Re: RS/RE: basic questions from Joe English on 1996-09-24 (w3c-sgml-wg@w3.org from September 1996)

From: Joe English <jenglish@crl.com>
Date: Tue, 24 Sep 1996 12:23:10 -0700
To: w3c-sgml-wg@w3.org
Message-Id: <199609241923.AA13430@mail.crl.com>

Robert Streich <streich@slb.com> wrote:

> [...]
> Even the whitespace in element content wouldn't cause the
> application any problems. It's just going to ignore any extra whitespace
> anyway unless the stylesheet tells it that it is significant.
>
> Even Joe's example [below]
> isn't significant. The stylesheet will determine whether or not <b> starts
> a new line.

I think you're correct that _most_ applications
will be able to treat all syntactic whitespace the
same -- browsers and indexers for instance -- but
there may be some circumstances where the distinction
between SEPCHARs in element and mixed content is
still important.

→ **Supplied material**:
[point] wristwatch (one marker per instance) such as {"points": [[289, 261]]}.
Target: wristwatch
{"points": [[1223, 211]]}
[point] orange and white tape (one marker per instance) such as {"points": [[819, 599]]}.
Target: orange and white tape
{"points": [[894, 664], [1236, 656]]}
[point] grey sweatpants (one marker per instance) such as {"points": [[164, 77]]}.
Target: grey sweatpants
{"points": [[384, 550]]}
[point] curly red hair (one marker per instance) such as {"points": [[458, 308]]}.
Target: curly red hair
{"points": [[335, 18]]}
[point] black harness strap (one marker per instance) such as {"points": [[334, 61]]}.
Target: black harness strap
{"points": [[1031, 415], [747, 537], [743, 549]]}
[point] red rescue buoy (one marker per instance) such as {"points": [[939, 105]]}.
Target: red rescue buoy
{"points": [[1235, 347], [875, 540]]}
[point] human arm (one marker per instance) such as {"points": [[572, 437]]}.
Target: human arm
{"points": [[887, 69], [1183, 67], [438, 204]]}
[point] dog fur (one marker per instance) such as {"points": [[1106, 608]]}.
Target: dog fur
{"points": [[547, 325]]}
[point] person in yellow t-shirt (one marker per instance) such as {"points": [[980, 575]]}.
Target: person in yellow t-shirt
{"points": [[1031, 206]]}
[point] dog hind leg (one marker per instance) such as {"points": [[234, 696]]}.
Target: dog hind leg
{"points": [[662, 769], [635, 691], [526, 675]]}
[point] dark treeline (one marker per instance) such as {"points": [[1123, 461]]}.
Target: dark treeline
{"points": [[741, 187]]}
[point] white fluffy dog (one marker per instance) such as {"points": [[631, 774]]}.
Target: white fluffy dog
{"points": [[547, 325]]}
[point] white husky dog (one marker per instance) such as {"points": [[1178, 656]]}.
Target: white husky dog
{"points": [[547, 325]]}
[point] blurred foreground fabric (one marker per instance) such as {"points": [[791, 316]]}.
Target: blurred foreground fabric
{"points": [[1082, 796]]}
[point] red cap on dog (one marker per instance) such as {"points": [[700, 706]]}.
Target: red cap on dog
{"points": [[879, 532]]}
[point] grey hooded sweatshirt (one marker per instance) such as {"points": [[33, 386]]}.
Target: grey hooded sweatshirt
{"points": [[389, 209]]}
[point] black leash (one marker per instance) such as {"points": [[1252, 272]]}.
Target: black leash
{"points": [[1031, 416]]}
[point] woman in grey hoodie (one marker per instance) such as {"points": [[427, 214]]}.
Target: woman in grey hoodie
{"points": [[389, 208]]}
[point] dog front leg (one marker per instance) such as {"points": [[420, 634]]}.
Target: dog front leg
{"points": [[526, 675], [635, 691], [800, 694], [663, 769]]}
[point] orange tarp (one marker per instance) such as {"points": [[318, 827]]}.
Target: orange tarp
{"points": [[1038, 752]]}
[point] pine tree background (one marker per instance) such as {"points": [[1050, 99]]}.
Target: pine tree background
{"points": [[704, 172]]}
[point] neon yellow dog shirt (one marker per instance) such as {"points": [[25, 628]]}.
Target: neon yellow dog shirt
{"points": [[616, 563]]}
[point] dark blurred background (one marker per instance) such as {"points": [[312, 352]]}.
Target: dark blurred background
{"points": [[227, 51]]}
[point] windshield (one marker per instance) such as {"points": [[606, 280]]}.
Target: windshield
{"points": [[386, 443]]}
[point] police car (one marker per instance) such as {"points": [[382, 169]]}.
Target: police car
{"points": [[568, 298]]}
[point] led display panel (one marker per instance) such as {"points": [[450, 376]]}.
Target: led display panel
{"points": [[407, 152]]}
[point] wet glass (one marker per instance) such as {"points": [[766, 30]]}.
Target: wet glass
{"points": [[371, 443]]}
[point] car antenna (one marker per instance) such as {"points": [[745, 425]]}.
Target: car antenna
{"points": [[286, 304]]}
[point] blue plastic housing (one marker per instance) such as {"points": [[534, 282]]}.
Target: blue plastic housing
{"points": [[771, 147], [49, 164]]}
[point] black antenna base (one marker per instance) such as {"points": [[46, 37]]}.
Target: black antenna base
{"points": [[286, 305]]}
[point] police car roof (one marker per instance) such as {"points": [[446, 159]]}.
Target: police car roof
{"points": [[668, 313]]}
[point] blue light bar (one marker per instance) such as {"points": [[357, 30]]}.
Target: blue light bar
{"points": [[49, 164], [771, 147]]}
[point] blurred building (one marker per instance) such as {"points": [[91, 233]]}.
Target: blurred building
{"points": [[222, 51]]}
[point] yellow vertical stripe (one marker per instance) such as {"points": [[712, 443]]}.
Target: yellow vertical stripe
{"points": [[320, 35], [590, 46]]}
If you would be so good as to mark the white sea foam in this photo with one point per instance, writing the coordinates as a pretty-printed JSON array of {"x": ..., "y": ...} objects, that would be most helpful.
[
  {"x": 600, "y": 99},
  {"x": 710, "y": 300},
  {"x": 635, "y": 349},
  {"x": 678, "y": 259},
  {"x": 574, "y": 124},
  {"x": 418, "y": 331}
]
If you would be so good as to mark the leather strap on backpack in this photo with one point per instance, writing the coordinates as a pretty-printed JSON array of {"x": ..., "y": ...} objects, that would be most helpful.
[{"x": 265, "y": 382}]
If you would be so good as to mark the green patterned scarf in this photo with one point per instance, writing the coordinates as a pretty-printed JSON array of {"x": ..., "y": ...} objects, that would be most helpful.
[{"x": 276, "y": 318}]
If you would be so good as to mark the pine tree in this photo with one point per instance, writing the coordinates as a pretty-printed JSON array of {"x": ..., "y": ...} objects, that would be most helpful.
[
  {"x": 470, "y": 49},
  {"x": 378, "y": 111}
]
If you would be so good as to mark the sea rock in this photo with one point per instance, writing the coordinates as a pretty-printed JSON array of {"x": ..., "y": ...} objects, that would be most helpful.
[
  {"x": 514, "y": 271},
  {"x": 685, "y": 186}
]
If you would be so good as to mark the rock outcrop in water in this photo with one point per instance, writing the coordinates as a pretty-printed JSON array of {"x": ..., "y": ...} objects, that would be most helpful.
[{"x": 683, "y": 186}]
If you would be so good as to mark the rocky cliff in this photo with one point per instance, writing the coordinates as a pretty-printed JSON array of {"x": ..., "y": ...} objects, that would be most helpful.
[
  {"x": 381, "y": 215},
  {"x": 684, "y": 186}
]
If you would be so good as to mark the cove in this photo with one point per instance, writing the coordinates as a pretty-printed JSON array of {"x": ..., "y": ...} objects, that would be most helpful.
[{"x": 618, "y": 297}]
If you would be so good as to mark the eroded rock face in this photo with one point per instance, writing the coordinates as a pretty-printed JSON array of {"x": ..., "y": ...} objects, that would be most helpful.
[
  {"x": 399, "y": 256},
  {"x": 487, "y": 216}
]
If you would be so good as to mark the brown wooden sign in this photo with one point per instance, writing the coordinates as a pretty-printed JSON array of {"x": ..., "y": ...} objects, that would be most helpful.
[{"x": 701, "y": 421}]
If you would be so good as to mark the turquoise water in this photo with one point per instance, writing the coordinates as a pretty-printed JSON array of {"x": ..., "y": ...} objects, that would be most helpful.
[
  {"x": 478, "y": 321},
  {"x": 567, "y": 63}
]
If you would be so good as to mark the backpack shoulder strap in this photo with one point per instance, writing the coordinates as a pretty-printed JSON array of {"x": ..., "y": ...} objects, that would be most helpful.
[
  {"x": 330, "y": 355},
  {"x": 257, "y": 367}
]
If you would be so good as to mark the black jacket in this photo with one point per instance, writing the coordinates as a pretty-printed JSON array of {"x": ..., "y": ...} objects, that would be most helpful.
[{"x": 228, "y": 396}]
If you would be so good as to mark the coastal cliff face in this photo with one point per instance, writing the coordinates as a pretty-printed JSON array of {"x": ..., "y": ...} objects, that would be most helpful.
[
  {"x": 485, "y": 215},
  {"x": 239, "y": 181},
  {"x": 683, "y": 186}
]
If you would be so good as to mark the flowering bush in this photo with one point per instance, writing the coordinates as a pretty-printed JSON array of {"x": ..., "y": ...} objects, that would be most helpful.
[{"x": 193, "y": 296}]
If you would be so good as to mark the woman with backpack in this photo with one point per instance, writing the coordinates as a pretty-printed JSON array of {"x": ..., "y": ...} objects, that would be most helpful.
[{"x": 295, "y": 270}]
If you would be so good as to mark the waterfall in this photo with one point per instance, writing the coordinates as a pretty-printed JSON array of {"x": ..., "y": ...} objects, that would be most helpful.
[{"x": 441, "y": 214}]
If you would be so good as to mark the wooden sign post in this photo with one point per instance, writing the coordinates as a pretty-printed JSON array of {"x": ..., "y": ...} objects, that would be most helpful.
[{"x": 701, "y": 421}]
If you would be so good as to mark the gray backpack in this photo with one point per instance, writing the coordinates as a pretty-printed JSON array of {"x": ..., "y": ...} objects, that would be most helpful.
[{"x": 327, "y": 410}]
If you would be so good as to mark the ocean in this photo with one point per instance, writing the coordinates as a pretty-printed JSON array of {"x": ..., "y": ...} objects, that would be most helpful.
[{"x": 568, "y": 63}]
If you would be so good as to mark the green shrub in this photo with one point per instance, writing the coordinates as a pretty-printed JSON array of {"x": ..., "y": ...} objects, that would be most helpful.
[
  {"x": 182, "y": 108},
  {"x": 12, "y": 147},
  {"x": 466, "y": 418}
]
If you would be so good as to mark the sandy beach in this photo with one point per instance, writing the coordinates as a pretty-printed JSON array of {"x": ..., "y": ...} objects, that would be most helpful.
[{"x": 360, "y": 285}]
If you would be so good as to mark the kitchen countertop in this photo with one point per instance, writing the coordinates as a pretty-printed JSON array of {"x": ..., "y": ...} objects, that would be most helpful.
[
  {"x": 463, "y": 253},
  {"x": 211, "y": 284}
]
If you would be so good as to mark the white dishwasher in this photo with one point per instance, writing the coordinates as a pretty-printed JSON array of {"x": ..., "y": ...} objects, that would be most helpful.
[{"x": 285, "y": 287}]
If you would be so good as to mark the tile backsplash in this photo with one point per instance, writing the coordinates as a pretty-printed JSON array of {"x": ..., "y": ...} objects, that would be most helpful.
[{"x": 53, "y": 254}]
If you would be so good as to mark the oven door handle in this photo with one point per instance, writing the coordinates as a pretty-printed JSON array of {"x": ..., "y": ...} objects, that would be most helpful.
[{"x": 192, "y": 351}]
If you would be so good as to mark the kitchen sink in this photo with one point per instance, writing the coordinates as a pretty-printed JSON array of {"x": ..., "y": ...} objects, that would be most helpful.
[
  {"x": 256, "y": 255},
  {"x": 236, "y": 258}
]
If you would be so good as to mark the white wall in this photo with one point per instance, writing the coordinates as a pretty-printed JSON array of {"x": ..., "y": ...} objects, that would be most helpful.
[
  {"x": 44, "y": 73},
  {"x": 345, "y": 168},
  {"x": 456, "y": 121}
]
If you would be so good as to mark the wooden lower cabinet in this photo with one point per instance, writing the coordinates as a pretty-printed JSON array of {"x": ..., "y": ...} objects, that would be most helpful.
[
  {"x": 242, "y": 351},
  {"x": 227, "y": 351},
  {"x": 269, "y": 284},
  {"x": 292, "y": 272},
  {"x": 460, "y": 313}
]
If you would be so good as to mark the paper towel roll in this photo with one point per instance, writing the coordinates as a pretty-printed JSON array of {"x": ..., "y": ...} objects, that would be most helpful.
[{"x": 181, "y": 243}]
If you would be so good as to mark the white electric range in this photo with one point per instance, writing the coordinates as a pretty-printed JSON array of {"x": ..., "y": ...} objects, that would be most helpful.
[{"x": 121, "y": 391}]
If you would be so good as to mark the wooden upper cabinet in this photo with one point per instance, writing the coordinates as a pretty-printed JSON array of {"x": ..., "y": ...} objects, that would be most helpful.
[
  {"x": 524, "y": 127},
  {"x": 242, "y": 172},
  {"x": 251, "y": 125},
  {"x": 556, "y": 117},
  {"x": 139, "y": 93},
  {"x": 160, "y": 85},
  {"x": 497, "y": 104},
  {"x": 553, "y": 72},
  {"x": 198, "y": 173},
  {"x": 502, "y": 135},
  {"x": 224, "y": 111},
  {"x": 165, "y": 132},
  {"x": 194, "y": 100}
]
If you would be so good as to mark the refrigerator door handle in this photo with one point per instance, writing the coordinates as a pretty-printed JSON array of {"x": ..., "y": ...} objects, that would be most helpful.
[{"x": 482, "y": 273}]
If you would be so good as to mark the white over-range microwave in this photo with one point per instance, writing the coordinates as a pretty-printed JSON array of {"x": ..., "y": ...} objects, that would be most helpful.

→ **Problems to work on**:
a) Answer these questions from the mailing-list message on whitespace:
(i) To which mailing list was the message sent?
(ii) In the quoted passage, what decides whether <b> starts a new line?
(iii) Which two kinds of applications does the reply name as able to treat all syntactic whitespace the same?
b) Write the next part of the mailing-list message on whitespace, picking up after its last sentence.
The rows are separate from the mailing-list message on whitespace.

→ **Responses**:
a)
(i) w3c-sgml-wg@w3.org
(ii) The stylesheet
(iii) Browsers and indexers

b)
One of the potential advantages of XML over HTML is the
ability to create hyperlinks to any part of any document
with HyTime or HyTime-like locators.  (I suppose this is
also possible in theory for HTML, but since the vast
majority of Web pages are not valid SGML it wouldn't be
very useful unless all parsers had identical error-recovery
strategies.)

For this to work, it's essential that all XML parsers can construct
equivalent groves.  For instance, in:

> 	<a>
> 	<b>blah</b>
> 	<b>blah</b>
> 	</a>

the tree location address of the second 'B' element can change
depending on whether 'A' has mixed content or element content.

Then again, this might not be an issue either.  TEI-style 'XPTR's
could be used instead, and they wouldn't break.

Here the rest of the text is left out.